_BEREITGESTELLTER AUSZUG_
⟨

# Bild in Ebene verschieben...



## bigfella (28. Juli 2003)

hi..mach grad folgendes tutorial...
http://www.traum-projekt.com/html/photoshop/ebenmasken2/
da müssen sie die bilder in jeweils einer ebene befinden..
bin erst anfänger..deshalb wollt ich mal fragen wie ich das mach...


danke leute


----------



## zirag (28. Juli 2003)

Hi BigFella 
also du musst in der EbenenPalette auf den Notizblock ( links neben dem Mülleimer ) somit erstellst du eine neue Ebene und dann fügste das Bild ein was du da reinhaben willst und es hat eine eigene Ebene


----------



## Philip Kurz (28. Juli 2003)

⟩

_KURZE AUFGABE A_
Kannst du einen Abschnitt aus dem Forenthread über Ebenen in Photoshop wortgetreu wiedergeben? Er beginnt bei den Worten "hi..mach grad folgendes" und endet nach "zirag (28. Juli 2003)".
Der Forenthread und die Datensätze haben nichts miteinander zu tun.

_DATENAUFLISTUNG_
⟨

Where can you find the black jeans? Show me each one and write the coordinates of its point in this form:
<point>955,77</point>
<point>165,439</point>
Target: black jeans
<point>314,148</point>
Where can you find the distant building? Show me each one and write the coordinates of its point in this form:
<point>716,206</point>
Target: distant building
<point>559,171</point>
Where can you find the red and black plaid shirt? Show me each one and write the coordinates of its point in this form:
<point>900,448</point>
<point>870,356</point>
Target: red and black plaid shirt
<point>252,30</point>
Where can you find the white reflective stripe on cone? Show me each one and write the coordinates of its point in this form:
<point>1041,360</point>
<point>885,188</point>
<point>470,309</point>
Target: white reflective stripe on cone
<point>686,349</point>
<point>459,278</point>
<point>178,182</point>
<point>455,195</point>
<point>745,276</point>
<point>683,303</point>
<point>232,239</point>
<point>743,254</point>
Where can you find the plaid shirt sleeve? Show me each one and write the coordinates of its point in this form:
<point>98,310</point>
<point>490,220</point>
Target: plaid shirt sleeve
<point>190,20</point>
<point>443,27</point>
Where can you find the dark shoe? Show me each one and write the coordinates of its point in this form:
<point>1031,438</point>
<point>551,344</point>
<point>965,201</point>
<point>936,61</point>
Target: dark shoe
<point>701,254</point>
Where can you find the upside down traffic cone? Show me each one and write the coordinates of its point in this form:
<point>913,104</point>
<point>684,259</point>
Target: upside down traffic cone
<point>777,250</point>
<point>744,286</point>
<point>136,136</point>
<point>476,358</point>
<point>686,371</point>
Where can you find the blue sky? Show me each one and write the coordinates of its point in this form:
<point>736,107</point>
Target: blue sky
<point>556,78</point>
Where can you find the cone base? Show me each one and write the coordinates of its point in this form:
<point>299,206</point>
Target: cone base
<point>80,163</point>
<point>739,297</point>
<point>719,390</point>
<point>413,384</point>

⟩

_KURZE AUFGABE B_
Kannst du die Datensätze unverändert duplizieren, und zwar von ihrer ersten Zeile bis einschließlich der Zeile mit "<point>252,30</point>"?

_ERWARTETE AUSGABE A_
hi..mach grad folgendes tutorial...
http://www.traum-projekt.com/html/photoshop/ebenmasken2/
da müssen sie die bilder in jeweils einer ebene befinden..
bin erst anfänger..deshalb wollt ich mal fragen wie ich das mach...


danke leute


----------



## zirag (28. Juli 2003)

_ERWARTETE AUSGABE B_
Where can you find the black jeans? Show me each one and write the coordinates of its point in this form:
<point>955,77</point>
<point>165,439</point>
Target: black jeans
<point>314,148</point>
Where can you find the distant building? Show me each one and write the coordinates of its point in this form:
<point>716,206</point>
Target: distant building
<point>559,171</point>
Where can you find the red and black plaid shirt? Show me each one and write the coordinates of its point in this form:
<point>900,448</point>
<point>870,356</point>
Target: red and black plaid shirt
<point>252,30</point>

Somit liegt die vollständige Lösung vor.